### Directions:
List each line in the listing below that contains the string "door", copying every such line in full. Case matters when matching.

### Provided data ###

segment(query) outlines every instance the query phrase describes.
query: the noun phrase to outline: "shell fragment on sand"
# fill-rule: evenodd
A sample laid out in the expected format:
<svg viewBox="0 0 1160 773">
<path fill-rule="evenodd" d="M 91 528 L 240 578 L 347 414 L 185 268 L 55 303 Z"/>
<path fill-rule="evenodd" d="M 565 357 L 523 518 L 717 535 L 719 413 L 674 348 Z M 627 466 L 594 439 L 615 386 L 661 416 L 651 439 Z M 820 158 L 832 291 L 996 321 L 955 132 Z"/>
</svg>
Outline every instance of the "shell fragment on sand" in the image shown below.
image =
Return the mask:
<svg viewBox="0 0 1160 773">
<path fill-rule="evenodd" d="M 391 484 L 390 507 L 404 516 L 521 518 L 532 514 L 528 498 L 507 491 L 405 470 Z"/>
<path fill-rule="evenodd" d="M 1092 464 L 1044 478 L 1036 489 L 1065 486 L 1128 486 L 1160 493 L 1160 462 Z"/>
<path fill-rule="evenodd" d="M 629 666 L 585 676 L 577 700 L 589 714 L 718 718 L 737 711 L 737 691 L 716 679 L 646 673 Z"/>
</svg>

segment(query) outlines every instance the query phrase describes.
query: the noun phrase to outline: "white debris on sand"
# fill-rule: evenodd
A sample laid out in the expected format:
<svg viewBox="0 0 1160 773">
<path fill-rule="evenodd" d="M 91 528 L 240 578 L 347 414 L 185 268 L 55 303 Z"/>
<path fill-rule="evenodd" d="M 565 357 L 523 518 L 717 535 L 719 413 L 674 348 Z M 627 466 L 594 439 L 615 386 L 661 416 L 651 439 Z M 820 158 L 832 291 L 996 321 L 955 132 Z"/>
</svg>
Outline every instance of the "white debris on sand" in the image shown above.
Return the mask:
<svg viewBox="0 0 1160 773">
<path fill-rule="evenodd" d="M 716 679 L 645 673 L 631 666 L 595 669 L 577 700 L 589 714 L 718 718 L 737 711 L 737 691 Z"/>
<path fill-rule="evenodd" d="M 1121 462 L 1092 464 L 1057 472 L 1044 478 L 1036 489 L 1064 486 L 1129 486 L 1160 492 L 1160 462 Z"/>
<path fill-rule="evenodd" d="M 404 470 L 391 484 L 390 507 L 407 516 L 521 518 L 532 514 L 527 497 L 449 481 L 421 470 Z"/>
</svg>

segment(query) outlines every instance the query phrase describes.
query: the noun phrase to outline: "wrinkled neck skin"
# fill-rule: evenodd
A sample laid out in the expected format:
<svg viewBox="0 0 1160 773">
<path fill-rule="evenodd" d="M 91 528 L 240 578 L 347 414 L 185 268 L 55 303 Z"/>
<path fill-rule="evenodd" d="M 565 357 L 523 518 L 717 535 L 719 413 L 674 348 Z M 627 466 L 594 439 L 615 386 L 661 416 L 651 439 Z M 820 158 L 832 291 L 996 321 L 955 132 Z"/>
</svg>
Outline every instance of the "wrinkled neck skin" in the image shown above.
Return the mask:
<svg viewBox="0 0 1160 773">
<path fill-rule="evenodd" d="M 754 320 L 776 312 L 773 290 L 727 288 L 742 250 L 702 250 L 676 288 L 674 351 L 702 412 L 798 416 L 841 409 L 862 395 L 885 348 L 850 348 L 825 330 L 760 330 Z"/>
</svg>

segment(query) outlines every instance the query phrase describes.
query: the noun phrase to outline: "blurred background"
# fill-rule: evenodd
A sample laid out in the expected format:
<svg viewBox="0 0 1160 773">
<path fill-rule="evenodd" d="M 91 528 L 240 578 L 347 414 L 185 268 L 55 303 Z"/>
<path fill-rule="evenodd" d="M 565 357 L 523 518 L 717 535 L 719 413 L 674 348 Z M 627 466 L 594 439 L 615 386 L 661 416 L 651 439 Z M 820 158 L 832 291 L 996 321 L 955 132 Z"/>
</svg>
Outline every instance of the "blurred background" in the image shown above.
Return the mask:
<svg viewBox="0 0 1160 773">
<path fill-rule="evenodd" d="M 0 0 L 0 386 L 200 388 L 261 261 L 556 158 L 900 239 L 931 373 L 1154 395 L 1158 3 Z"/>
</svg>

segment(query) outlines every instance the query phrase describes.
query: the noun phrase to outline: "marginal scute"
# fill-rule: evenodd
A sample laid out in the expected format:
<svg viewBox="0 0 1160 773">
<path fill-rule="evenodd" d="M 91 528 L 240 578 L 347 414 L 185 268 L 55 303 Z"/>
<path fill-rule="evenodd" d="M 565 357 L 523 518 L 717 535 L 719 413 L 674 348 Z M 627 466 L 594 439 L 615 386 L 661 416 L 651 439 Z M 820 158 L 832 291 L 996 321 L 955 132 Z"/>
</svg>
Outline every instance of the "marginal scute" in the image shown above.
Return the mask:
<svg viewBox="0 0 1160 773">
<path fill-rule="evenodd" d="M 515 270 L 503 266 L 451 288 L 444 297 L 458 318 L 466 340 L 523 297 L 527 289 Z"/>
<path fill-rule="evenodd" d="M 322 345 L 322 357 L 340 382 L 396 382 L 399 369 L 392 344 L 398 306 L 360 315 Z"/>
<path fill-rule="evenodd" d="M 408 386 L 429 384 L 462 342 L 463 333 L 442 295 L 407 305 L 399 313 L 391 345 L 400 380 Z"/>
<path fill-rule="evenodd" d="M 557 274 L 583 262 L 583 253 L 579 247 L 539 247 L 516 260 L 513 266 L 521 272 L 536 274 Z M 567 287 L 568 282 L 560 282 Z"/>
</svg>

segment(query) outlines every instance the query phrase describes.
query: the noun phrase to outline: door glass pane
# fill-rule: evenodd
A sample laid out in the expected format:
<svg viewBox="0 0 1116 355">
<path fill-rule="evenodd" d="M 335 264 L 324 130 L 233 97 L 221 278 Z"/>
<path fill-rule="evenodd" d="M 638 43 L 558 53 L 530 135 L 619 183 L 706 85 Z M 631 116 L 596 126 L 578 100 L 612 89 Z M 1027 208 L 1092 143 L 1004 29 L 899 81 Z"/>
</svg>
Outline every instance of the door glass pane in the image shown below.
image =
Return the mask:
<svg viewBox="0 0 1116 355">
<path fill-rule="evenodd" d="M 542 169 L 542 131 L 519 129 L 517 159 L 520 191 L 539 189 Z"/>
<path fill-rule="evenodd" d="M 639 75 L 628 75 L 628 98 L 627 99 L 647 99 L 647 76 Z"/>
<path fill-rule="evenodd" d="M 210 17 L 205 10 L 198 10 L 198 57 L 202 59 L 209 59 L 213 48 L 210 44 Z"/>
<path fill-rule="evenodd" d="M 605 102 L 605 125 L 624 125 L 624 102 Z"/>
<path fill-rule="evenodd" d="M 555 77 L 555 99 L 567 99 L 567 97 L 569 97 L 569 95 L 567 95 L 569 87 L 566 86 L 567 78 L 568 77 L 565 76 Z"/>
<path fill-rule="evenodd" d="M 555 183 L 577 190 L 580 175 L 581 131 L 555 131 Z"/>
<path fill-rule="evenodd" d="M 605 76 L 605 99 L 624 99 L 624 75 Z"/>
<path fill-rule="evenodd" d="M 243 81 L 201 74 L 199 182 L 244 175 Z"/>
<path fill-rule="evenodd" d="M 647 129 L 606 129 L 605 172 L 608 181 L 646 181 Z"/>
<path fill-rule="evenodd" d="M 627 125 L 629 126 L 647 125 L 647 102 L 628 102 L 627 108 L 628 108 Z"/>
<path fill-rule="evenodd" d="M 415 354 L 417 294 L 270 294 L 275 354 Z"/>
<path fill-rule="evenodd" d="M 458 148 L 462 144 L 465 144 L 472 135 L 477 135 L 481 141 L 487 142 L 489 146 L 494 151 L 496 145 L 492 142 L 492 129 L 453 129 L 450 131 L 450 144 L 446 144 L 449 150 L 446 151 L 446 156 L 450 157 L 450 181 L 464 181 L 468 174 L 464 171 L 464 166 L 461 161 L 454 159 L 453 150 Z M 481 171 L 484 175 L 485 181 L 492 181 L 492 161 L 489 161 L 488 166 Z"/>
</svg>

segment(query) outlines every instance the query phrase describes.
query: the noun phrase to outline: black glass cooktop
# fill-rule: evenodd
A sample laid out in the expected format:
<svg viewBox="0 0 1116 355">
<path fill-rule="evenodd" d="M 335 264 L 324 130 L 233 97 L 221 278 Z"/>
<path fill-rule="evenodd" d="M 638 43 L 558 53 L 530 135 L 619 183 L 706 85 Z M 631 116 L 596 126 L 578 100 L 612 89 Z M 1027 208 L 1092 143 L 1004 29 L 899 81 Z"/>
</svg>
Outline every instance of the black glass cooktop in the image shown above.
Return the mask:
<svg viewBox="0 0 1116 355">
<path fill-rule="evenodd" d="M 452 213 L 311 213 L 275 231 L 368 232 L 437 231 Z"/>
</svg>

###

### Final result:
query: the noun phrase to outline: door glass pane
Outline every instance of the door glass pane in the image shown below.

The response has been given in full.